### EXCERPTED PASSAGE ###
Over half of the agreements in the sample contemplated that specific performance may be a remedy to a registration default, either by explicitly providing that the bondholders are entitled to specific performance or by providing a waiver by the issuer of certain defenses relating to specific performance. While only a couple agreements expressly provided that specific performance does not apply in the case of a registration default, a significant number were silent about whether specific performance applies.
Fall Away Provisions
Fall away provisions in high yield registration rights agreements provide that the registration requirements under the agreements cease to apply, or additional interest ceases to accrue, after the relevant bonds become freely tradable for securities law purposes, or after a certain period of time has elapsed after the bonds have become freely tradable, or after a certain period of time has elapsed after issuance. In our sample, almost half of the agreements had some sort of fall away provision.
Market practice with respect to fall away provisions has evolved over the past few years in response to the changes in Rule 144 adopted in 2008. Prior to the 2008 amendments, Rule 144 permitted holders who were not affiliates of the issuer to freely resell securities without volume limitations after two years. The 2008 amendments reduced the Rule 144 holding periods, and allow non-affiliates to freely resell securities of Exchange Act reporting companies after a six-month period and to resell freely securities of all companies, regardless of Exchange Act reporting status, after a one-year period.
The change to Rule 144 holding periods has affected the timing reflected in fall away provisions. Prior to the 2008 amendments, it was not uncommon in private equity sponsor transactions for registration rights agreements to provide for a fall away upon the bonds becoming freely tradable without restrictions under Rule 144. A simple fall away upon the bonds becoming freely tradable has become less common following the 2008 amendments. Only a handful of agreements in the sample provided for such a fall away, and nearly all of these had a relatively short, 180-day or 270-day registration completion deadline, inside of the shortened one-year Rule 144 holding period. The most common formulation in the sample provided for a fall away on the second anniversary of the closing date, in effect preserving the fall away construct under the old Rule 144 holding period. A handful of agreements provided for a fall away upon the later of the bonds becoming freely tradable and a specified date ranging from 545 days to 2 years after closing.
### DATASET ###
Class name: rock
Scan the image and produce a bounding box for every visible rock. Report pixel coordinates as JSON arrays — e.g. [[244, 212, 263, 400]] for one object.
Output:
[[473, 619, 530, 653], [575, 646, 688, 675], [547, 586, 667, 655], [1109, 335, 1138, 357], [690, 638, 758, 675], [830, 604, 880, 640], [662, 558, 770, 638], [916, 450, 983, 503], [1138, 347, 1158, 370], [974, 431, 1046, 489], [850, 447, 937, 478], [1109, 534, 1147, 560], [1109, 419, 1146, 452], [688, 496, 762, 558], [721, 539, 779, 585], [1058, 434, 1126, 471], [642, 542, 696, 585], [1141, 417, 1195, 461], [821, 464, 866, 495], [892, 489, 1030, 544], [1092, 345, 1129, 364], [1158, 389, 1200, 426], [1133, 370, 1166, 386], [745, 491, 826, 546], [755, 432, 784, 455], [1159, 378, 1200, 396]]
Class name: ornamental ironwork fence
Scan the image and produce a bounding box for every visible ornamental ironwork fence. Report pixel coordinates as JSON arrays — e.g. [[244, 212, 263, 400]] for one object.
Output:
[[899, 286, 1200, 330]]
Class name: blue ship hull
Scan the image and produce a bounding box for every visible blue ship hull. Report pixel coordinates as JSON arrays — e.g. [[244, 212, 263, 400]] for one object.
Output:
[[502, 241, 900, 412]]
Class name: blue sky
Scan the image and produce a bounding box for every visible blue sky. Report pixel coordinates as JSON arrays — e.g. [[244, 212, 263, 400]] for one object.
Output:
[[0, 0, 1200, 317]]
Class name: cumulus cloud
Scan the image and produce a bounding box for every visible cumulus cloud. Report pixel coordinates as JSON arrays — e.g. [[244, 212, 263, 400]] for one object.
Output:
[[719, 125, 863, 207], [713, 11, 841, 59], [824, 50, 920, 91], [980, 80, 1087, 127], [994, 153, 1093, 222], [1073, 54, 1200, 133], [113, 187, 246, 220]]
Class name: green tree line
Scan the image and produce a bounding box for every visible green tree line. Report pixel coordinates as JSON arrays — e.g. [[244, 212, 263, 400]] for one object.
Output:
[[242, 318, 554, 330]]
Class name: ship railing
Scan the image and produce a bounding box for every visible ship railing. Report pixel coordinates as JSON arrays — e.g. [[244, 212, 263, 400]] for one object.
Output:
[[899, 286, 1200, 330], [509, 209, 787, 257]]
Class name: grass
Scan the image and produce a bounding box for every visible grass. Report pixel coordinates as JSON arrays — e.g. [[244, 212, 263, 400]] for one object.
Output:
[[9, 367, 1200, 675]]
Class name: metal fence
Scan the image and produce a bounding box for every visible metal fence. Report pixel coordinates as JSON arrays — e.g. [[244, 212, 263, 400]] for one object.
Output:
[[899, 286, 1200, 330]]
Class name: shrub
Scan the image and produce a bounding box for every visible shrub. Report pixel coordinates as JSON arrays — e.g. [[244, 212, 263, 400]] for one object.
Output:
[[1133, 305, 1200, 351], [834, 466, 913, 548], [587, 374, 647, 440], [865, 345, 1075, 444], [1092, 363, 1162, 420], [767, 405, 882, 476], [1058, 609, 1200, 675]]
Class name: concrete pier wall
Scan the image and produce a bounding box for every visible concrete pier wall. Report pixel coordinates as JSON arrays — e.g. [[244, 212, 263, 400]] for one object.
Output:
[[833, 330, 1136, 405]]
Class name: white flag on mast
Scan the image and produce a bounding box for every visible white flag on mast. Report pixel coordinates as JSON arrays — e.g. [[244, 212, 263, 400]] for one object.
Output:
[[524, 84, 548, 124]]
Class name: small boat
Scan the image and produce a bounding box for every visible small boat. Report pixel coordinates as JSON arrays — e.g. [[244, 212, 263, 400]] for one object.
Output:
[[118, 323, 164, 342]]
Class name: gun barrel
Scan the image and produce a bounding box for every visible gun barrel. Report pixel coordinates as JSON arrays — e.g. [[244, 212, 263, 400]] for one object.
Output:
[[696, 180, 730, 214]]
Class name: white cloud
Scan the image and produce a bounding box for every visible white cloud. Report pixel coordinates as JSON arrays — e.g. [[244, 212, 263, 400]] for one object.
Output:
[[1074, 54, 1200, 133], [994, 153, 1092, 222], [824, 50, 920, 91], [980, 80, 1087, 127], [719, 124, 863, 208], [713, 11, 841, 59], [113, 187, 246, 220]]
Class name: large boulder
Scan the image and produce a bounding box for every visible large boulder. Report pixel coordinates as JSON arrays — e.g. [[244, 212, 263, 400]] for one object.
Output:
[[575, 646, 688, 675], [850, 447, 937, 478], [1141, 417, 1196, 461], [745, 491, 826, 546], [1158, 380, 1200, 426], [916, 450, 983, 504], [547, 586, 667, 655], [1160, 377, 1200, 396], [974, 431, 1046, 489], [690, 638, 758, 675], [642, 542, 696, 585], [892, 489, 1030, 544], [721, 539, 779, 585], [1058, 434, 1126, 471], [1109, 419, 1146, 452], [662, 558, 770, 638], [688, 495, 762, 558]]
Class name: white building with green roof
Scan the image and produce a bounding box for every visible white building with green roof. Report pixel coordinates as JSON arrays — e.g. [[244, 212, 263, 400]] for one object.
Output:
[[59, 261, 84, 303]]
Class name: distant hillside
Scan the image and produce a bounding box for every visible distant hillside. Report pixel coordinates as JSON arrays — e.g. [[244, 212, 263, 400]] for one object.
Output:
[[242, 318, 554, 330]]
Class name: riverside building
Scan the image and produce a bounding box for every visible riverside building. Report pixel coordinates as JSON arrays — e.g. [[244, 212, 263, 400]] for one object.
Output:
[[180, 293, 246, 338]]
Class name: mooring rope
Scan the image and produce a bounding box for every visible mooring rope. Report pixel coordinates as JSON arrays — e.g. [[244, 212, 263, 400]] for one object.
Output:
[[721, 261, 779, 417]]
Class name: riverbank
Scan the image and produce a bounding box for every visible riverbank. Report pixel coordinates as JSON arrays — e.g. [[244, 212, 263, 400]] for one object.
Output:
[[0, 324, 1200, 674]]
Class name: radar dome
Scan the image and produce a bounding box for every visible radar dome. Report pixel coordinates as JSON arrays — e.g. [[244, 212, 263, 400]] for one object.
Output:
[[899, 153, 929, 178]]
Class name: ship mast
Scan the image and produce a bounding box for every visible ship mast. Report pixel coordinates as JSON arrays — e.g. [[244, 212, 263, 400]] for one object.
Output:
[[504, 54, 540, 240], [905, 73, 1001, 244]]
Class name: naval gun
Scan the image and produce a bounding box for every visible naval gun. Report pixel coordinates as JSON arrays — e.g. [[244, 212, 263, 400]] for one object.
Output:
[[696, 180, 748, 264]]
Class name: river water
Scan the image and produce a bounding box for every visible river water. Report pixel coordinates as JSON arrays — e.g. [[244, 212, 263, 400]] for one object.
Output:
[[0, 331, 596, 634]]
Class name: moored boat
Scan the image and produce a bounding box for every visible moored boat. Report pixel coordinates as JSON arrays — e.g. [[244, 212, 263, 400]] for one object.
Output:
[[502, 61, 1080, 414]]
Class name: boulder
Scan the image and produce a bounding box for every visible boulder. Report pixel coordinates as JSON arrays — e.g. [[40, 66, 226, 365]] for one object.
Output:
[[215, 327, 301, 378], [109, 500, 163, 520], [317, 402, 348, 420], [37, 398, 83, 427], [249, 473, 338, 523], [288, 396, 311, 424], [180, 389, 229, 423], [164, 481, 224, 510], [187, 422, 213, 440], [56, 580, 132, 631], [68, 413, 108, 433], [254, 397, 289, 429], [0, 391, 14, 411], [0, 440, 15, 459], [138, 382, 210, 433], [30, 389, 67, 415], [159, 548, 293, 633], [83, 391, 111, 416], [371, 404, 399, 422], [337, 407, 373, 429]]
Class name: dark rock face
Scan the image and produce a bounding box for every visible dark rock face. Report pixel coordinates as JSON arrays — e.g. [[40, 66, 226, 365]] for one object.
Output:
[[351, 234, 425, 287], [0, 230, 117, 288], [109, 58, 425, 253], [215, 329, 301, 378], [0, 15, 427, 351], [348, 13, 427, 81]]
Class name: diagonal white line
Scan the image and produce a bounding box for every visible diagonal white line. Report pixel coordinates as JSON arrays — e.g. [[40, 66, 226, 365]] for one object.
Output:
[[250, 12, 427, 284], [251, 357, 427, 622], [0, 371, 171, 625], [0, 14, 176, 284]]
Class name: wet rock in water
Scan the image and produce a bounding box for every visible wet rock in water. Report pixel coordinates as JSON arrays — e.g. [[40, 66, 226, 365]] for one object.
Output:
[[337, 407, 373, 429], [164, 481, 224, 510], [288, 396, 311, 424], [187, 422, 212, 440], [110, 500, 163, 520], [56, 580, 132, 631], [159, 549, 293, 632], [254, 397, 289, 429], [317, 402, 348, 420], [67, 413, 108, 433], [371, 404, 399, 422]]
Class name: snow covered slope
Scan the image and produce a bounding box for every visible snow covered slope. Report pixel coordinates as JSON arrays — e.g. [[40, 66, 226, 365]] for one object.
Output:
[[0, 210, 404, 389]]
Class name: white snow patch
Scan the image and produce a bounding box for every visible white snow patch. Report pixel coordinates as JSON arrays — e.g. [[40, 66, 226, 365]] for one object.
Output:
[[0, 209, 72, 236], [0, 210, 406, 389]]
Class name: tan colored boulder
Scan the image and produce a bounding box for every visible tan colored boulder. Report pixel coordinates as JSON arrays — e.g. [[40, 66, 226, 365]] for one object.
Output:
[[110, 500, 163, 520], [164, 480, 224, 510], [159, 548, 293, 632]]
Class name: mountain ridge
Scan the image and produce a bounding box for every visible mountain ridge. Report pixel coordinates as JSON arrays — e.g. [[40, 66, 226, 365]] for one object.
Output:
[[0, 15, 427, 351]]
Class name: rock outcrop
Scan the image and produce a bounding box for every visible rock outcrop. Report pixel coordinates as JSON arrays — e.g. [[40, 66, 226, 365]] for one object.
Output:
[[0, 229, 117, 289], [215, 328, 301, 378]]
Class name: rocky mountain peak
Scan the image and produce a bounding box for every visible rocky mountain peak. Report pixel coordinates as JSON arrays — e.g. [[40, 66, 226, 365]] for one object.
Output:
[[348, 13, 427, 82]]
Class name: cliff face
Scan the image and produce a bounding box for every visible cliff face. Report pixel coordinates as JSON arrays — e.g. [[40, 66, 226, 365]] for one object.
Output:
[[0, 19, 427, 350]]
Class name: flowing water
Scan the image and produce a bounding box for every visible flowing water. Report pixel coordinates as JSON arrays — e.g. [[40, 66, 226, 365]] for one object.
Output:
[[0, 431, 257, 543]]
###
| WRITTEN TASKS |
A. In the passage on high yield registration rights agreements, the definition of fall away provisions gives the points after which registration requirements stop applying or additional interest stops accruing. List each of these points.
B. Resume the passage on high yield registration rights agreements, picking up after its final sentence.

| RESPONSES IN ORDER |
A.
- After the relevant bonds become freely tradable for securities law purposes
- After a certain period of time has elapsed after the bonds have become freely tradable
- After a certain period of time has elapsed after issuance

B.
The registration regime for high yield bonds has remained remarkably stable through a variety of business cycles and a liberalization of the securities laws. For high yield issuers, the price of admission to the high yield marker continues to be offering liquidity through registration rights with an incentive to deliver registered securities within a finite period of time after issuance.
1. This mechanism is sometimes called an "Exxon Capital" exchange offer, after the first SEC no-action letter approving the A/B exchange procedure. See Exxon Capital Holdings Corp., SEC No-Action Letter, 1988 SEC No-Act. Lexis 682 (May 13, 1988).
2. Many agreements structure the additional amounts as liquidated damages rather than incremental interest. Those that use the incremental interest construct often characterize the additional interest as liquidated damages.
3. See SIFMA Guidance: Procedures, Covenants, and Remedies in Light of the Revised Rule 144 (October 2008).
4. See Compliance and Disclosure Interpretations: Exchange Act Sections (Updated August 14, 2009), Question 116.03, available at http://www.sec.gov/divisions/corpfin/guidance/exchangeactsections-interps.htm.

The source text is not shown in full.